— start of Page —

The Michigan weather has turned cold again. 

When I attend Mass nowadays, it is almost exclusively as a singer. For those of you who are just beginning to know me through these columns, I am a semi-professional soprano with enough classical training to sound convincingly angelic, particularly when singing from the loft of an acoustically exquisite church. I sing a lot of weddings and a few funerals. My husband, Ron, is the music director of a parish in Detroit, and I have been singing with him since the day we met, more than twenty years ago. This Easter, he was without a cantor, and I didn’t want him to sing the first of three long Easter liturgies alone. 

I have sung at dozens of Easter Vigils in my life. I began attending the liturgy as a teenager, when I served as a sponsor for children coming into the church along with their families. My home parish in Virginia was fairly liberal, and back in the 90’s the music was boisterous and contemporary, just wall-to-wall Haugen, Haas, and Cooney. I loved it. I loved the candles and the smell of incense and the flowers. I loved wearing new clothes. Even the readings, interminable as they are, have always moved me. 

The Vigil readings tell a story of redemption, and redemption stories are my narrative sweet spot. The psalms are simple and singable and full of hope. The liturgy has a shape, honed and refined over centuries for maximum impact. My background is in theater, and if you view it dispassionately, the Vigil Mass is some well-crafted performance art. It makes you feel things. 

This year, I sat through the readings in the organ loft with Ron, jotting down notes in the hopes of finding something I wanted to say.  I knew I had a column due Tuesday, and I knew I should say something about Easter. I had been trying all week to avoid thinking about Easter, yet here I was, surrounded on all sides. 

I set my notebook aside to sing my first psalm, which was the third psalm, which was actually the fifth psalm: “You will draw water joyfully / from the springs of salvation.” 

I made it through the first acclamation. At the response, though, my voice cracked. I turned my head and exhaled sharply, trying to clear my throat before I started the first verse. My voice was still wavering, uncertain. Dammit. 

I was only a few words into the second verse before my left vocal fold locked up and my voice broke off completely. I was done. The words had literally stuck in my throat. 

Ron took over, casting me a sympathetic look as he continued playing. I was embarrassed, and relieved. There would be a long break before I had to sing again.

I returned to my notebook where I had begun to write:

What I want my little girls to know about Easter:

Have you noticed the flowers in Mama’s garden? 

I planted them last fall, back when the air was still warm but the leaves were turning. I put them in the ground when everything was starting to fade. The light. The warm. Everything was returning to the earth.

— end of Page —
— start of Recorded information —

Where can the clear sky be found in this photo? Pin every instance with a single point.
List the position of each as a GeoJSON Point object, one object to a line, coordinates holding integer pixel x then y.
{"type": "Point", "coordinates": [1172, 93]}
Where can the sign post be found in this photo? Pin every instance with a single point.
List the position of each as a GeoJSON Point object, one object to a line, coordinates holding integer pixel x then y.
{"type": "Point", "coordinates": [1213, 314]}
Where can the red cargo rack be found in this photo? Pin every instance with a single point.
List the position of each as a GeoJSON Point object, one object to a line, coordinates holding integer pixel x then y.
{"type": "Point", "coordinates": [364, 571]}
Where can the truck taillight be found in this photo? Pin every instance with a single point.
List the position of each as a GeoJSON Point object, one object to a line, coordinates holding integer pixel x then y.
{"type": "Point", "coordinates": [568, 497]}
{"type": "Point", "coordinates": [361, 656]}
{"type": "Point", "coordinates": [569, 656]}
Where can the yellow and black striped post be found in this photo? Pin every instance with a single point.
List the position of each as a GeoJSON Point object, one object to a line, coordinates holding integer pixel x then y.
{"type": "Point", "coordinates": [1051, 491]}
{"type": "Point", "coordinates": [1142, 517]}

— end of Recorded information —

Exercise task —
Reproduce the Easter essay word for word from "Ron took over, casting" to "in Mama’s garden?". Rely only on the essay.

Correct output —
Ron took over, casting me a sympathetic look as he continued playing. I was embarrassed, and relieved. There would be a long break before I had to sing again.

I returned to my notebook where I had begun to write:

What I want my little girls to know about Easter:

Have you noticed the flowers in Mama’s garden?